What is expected -
Write out all of the data again, precisely as it appears.

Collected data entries
*** Block opens ***

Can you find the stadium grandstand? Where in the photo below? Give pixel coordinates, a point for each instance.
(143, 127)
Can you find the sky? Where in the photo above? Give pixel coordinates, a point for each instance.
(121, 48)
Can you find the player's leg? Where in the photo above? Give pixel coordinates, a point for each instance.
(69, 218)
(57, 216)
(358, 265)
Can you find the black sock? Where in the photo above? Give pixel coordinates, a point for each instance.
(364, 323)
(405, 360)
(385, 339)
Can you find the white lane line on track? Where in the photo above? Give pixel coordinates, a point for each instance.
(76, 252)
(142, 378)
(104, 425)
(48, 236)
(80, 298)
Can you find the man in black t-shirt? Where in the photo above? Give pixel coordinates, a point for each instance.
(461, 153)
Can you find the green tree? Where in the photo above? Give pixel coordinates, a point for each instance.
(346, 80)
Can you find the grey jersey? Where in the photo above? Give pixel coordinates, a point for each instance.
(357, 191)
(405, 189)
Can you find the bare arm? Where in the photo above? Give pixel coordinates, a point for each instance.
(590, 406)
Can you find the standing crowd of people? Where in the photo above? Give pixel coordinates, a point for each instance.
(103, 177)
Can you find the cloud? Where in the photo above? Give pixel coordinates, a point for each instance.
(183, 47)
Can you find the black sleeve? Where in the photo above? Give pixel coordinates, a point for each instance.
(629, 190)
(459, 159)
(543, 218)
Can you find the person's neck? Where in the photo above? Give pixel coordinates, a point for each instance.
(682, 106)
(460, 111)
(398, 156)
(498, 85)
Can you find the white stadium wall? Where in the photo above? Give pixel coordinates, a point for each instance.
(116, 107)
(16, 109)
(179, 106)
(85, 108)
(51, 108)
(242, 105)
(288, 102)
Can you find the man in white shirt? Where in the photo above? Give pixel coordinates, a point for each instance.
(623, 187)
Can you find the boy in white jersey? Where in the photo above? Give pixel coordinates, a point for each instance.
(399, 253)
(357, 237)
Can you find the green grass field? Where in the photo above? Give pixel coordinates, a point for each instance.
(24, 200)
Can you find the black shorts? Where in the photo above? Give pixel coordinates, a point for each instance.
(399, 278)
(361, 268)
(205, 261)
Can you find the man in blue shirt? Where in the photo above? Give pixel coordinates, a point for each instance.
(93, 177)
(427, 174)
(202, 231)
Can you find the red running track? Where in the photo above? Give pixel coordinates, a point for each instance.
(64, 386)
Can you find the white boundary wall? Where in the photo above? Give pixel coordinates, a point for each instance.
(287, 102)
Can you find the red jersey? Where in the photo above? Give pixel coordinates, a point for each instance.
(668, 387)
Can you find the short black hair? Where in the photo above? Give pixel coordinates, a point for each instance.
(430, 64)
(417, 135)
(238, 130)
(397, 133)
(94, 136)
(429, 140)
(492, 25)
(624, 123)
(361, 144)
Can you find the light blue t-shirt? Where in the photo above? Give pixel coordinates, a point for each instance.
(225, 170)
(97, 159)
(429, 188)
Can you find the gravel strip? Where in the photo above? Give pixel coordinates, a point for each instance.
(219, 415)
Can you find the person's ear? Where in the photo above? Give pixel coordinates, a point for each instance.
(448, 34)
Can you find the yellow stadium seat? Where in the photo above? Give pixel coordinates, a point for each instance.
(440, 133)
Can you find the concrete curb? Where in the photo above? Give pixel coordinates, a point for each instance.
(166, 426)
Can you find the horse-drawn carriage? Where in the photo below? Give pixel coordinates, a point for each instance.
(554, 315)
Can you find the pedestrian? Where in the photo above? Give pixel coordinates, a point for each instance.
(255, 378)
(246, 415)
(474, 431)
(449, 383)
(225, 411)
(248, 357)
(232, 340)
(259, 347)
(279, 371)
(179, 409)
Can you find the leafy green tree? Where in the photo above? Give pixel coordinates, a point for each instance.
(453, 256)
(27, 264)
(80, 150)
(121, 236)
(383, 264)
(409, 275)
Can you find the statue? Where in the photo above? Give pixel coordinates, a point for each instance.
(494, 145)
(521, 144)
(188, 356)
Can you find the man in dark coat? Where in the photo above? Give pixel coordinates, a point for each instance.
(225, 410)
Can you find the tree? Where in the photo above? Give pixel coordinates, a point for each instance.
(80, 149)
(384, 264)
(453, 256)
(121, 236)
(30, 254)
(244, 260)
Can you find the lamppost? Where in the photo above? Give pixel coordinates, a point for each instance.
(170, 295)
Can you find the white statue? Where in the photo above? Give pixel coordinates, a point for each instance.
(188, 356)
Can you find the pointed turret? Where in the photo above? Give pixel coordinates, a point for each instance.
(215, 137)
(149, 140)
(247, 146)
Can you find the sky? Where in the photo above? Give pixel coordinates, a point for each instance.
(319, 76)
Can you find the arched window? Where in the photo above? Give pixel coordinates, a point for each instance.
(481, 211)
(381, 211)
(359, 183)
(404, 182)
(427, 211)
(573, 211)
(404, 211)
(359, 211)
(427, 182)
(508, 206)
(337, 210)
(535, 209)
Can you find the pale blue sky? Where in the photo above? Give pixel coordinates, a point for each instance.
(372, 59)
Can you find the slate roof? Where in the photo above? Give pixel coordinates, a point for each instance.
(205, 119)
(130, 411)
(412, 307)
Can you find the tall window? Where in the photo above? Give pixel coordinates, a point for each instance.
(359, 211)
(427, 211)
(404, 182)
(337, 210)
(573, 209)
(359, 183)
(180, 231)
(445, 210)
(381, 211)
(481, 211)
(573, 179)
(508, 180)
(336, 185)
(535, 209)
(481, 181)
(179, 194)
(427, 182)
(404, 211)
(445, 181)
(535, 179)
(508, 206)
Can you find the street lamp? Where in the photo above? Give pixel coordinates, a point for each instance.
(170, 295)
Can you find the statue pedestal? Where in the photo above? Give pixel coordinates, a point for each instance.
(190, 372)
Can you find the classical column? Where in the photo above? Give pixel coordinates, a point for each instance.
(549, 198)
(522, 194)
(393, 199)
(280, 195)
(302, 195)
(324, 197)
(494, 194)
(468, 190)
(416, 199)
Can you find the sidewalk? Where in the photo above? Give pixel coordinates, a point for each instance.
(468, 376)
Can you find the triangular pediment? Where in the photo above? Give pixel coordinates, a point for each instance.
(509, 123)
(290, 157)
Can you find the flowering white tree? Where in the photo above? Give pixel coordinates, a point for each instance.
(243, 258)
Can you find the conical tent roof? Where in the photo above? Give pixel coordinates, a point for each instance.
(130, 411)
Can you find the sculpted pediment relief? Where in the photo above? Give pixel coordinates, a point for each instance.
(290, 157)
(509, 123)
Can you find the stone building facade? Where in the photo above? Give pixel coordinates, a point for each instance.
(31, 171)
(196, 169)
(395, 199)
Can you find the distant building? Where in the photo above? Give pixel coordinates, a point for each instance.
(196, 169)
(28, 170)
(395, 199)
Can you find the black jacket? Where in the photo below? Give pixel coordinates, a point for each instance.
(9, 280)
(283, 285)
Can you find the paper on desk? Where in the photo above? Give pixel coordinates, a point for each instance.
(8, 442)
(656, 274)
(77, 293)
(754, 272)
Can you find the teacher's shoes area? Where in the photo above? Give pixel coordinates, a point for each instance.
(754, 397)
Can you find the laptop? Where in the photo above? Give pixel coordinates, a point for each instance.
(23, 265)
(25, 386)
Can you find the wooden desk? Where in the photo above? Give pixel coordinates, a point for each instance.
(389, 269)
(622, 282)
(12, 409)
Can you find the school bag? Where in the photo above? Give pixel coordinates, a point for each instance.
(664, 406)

*** Block closes ***

Your response -
Can you find the stadium grandstand? Where in the photo below? Give pixel coordinates, a point for each instance.
(143, 127)
Can you find the sky? Where in the photo above? Give pixel coordinates, a point for each instance.
(121, 48)
Can you find the player's leg? Where in the photo above? Give pixel coordinates, a point for each instance.
(69, 218)
(57, 216)
(358, 265)
Can you find the black sock? Where in the photo above? Give pixel coordinates, a point for each instance.
(364, 323)
(405, 360)
(385, 339)
Can you find the white lane line on track? Where in the photo above? Give pixel coordinates, a point for each instance.
(76, 252)
(142, 378)
(104, 425)
(48, 236)
(80, 298)
Can you find the man in black t-shirt? Where in the photo above? Give pixel coordinates, a point for each instance.
(461, 153)
Can you find the green tree? Where in the photo above? Give pixel coordinates, a point for each instance.
(346, 80)
Can you find the grey jersey? Where in the photo above? Give pixel coordinates, a point for each instance.
(357, 191)
(405, 189)
Can you find the bare arm? Where in the photo above? Give pixel coordinates, a point for each instance.
(590, 406)
Can you find the standing crowd of people? Where in the photo above? Give pixel coordinates, a point for each instance.
(103, 177)
Can you find the cloud? Where in the photo above? Give pixel coordinates, a point for each instance.
(183, 47)
Can you find the black sleeve? Where in the photo above? Give pixel coordinates, a point for each instance.
(629, 190)
(459, 159)
(543, 218)
Can you find the person's neck? Where in the photo above? Give pixel coordinates, a point for each instance.
(682, 106)
(460, 111)
(398, 156)
(498, 85)
Can you find the white stadium wall? Where in the photo above? Give pixel coordinates, a point for each instance.
(116, 107)
(16, 109)
(179, 106)
(85, 108)
(51, 108)
(242, 105)
(288, 102)
Can you find the man in white shirt? Where in the photo above? Give pixel coordinates, a point for each instance.
(623, 187)
Can you find the boy in white jersey? Where in the photo above? Give pixel coordinates, a point for each instance.
(399, 253)
(357, 237)
Can you find the green grass field? Where in the photo above? Give pixel coordinates, a point for each instance.
(24, 200)
Can you find the black shorts? Where in the photo above? Give pixel coordinates, a point for each instance.
(399, 278)
(361, 268)
(205, 261)
Can you find the man in blue shirt? Where in the photo above? Give pixel coordinates, a point for each instance.
(93, 177)
(427, 174)
(202, 231)
Can you find the red running track? Where in the photo above? Give pixel coordinates, a point for each instance.
(64, 386)
Can you find the white boundary wall? Where in the photo above? Give pixel coordinates, a point for each instance.
(287, 102)
Can you find the red jersey? Where in the photo above? Give pixel coordinates, a point for each instance.
(668, 387)
Can you find the short black hair? Where in the photo above? Give pixel coordinates, a point for each instance.
(430, 64)
(417, 135)
(238, 130)
(397, 133)
(94, 136)
(429, 140)
(492, 25)
(624, 123)
(361, 144)
Can you find the light blue t-shirt? Where in the photo above? Give pixel coordinates, a point for each instance.
(225, 170)
(97, 159)
(429, 188)
Can you find the gravel strip? Where in the photo above? Give pixel coordinates, a point for each instance.
(219, 415)
Can you find the person's ear? Where in the photo above? Give pixel coordinates, a point for each instance.
(448, 34)
Can you find the yellow stadium seat? Where in the photo above? Give pixel coordinates, a point for each instance.
(440, 133)
Can you find the concrete curb? Where in the photo above? Give pixel coordinates, a point for each instance.
(166, 426)
Can you find the horse-drawn carriage? Where in the photo below? Give pixel coordinates, a point for each instance.
(554, 315)
Can you find the pedestrian? Where in the photo above? Give pixel coordinates, a point for each instance.
(255, 378)
(246, 415)
(474, 431)
(449, 383)
(225, 411)
(248, 357)
(232, 340)
(259, 347)
(279, 371)
(179, 409)
Can you find the leafy green tree? Where in the photo above? Give pixel coordinates, a point for each instance.
(453, 256)
(27, 264)
(80, 150)
(121, 236)
(383, 264)
(409, 275)
Can you find the statue? Where in the photo above? Give pixel coordinates, a point for each instance.
(494, 145)
(521, 144)
(188, 356)
Can you find the man in dark coat? Where in the photo above? Give pixel coordinates, a point for each instance.
(225, 410)
Can you find the tree? Where in the photo above? Give pixel coordinates, a point for each instance.
(80, 149)
(384, 264)
(453, 256)
(121, 236)
(30, 254)
(244, 260)
Can you find the lamppost? Where in the photo above? Give pixel coordinates, a point for each instance.
(170, 295)
Can you find the white statue? Where in the photo above? Give pixel coordinates, a point for each instance.
(188, 356)
Can you find the pointed turret? Where in the photo above? Give pixel coordinates, a point for each instance.
(215, 137)
(149, 140)
(247, 146)
Can you find the sky? Where in the photo above? Give pixel coordinates, a point for each instance.
(319, 76)
Can you find the arched window? Where in the photo above? Give pixel coordinates, a point for each instance.
(481, 211)
(381, 211)
(359, 183)
(404, 182)
(427, 211)
(573, 211)
(404, 211)
(359, 211)
(427, 182)
(508, 206)
(337, 210)
(535, 209)
Can you find the pale blue sky? Where in the photo above? Give pixel coordinates, a point for each instance.
(372, 59)
Can you find the slate roof? Where in the photo above? Give pixel coordinates, a point for each instance.
(205, 119)
(130, 411)
(412, 307)
Can you find the tall window? Where in the photo above? Give pixel coordinates, a point for each instance.
(359, 211)
(427, 211)
(404, 182)
(337, 210)
(573, 209)
(359, 183)
(180, 231)
(445, 210)
(381, 211)
(481, 211)
(573, 179)
(508, 180)
(336, 185)
(535, 209)
(481, 181)
(179, 194)
(427, 182)
(404, 211)
(445, 181)
(535, 179)
(508, 206)
Can you find the street lamp? Where in the photo above? Give pixel coordinates, a point for each instance.
(170, 295)
Can you find the statue pedestal? Where in the photo above? Give pixel coordinates, a point for each instance.
(190, 372)
Can you find the classical column? Where in the photo above? Give pixel coordinates, a point for each instance.
(549, 198)
(522, 194)
(393, 199)
(280, 195)
(302, 195)
(324, 197)
(494, 194)
(468, 190)
(416, 199)
Can you find the sidewalk? Where in the photo above? Give pixel coordinates, a point for each instance.
(468, 376)
Can you find the triangular pediment? Where in the photo above? Give pixel coordinates, a point for each instance.
(509, 123)
(290, 157)
Can you find the flowering white tree? Where in the photo above? Give pixel coordinates, a point for each instance.
(243, 258)
Can you find the conical tent roof? Where in the photo above? Give pixel coordinates, a point for each instance.
(130, 411)
Can you find the sculpted pediment relief? Where in the photo above? Give pixel coordinates, a point for each instance.
(290, 157)
(509, 123)
Can you find the stone building facade? Where in the photo above? Give pixel coordinates, a point for each instance.
(31, 171)
(196, 169)
(395, 199)
Can you find the distant building? Where in the photo above? Give pixel coordinates, a point for each instance.
(196, 169)
(28, 170)
(395, 199)
Can you find the black jacket? Where in the photo below? Give pixel coordinates, a point for each instance.
(9, 280)
(283, 285)
Can you find the paper on desk? Where in the photo above? Give pixel coordinates, a point for each instance.
(8, 442)
(656, 274)
(77, 293)
(754, 272)
Can you find the teacher's shoes area? Where in the photo above? Give pixel coordinates, a point for each instance.
(754, 397)
Can you find the laptop? Where in the photo above? Give pixel coordinates, a point for each instance.
(23, 265)
(25, 386)
Can you find the wooden desk? Where in the photo above? Give pixel coordinates, a point for each instance.
(389, 269)
(622, 282)
(12, 409)
Can you find the school bag? Where in the photo above? Give pixel coordinates, a point for each instance.
(664, 406)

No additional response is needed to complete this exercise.